● Records from a point labeling set:
--- --- ---

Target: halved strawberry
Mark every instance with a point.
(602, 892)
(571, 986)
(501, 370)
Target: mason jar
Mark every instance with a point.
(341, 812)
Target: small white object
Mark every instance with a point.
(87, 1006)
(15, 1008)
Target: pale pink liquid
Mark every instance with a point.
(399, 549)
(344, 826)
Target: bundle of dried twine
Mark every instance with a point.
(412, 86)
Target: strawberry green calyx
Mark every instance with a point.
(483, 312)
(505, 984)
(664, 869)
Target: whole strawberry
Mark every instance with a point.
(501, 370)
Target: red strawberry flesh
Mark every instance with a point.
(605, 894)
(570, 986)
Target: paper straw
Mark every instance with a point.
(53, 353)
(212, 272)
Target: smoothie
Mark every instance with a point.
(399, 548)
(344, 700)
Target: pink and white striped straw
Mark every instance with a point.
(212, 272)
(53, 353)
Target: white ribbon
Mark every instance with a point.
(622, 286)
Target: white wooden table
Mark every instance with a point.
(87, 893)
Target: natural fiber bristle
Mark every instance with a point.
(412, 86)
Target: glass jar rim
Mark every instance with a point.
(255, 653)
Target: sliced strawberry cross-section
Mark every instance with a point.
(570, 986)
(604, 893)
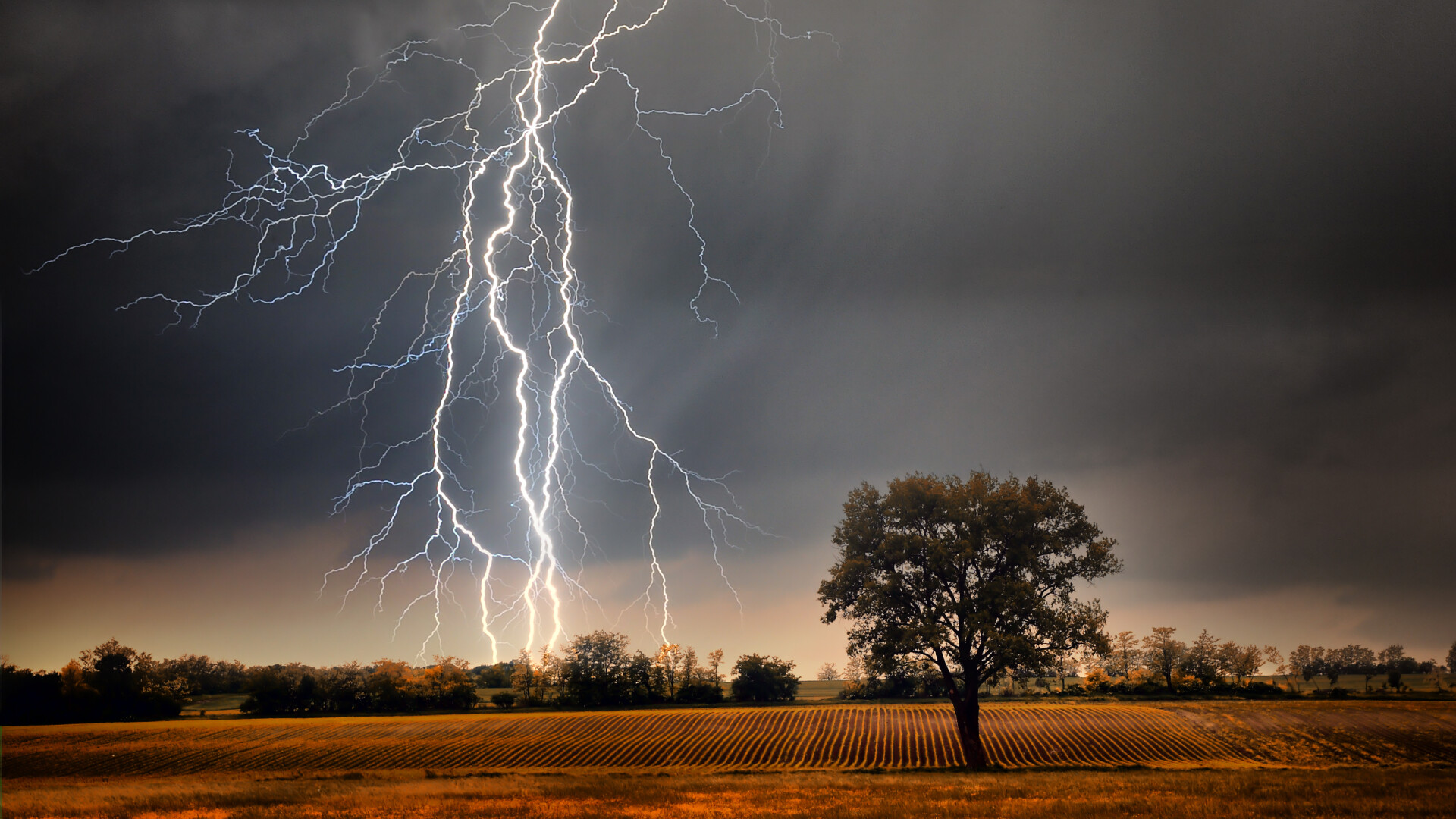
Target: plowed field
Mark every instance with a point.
(717, 739)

--- --- ---

● Task directions: Transcribe the whole listing exactly. Pictures are excluded.

● The reply:
Target: halved strawberry
Mark every instance with a point.
(602, 892)
(571, 986)
(501, 370)
Target: mason jar
Mark every instance with a point.
(341, 812)
Target: small white object
Mark every instance with a point.
(87, 1006)
(15, 1008)
Target: pale pink liquid
Mark every instance with a point.
(399, 549)
(344, 826)
Target: bundle of dried twine
Mark every instance with a point.
(412, 86)
Target: strawberry green calyx
Mark every instance with a point.
(483, 312)
(505, 984)
(664, 869)
Target: whole strawberry
Mark every instance with a point.
(501, 370)
Target: red strawberry flesh
Mark every instance with a point.
(605, 894)
(570, 986)
Target: paper straw
Mark every instance with a point.
(53, 353)
(212, 272)
Target: smoothie
Mark every instance with a point.
(399, 548)
(344, 700)
Target: pink and white striped straw
Mark every instance with a point.
(212, 272)
(53, 353)
Target: white ribbon
Mark every instance with a point.
(622, 286)
Target: white wooden table
Mark every instance with a point.
(87, 893)
Target: natural fiber bristle
Mark every instance with a point.
(412, 86)
Target: glass jar rim
Mark every instance with a point.
(255, 653)
Target: sliced strawberry cross-section
Mark every instance with a point.
(570, 986)
(604, 893)
Target: plowed field
Mark every instance with a point.
(717, 739)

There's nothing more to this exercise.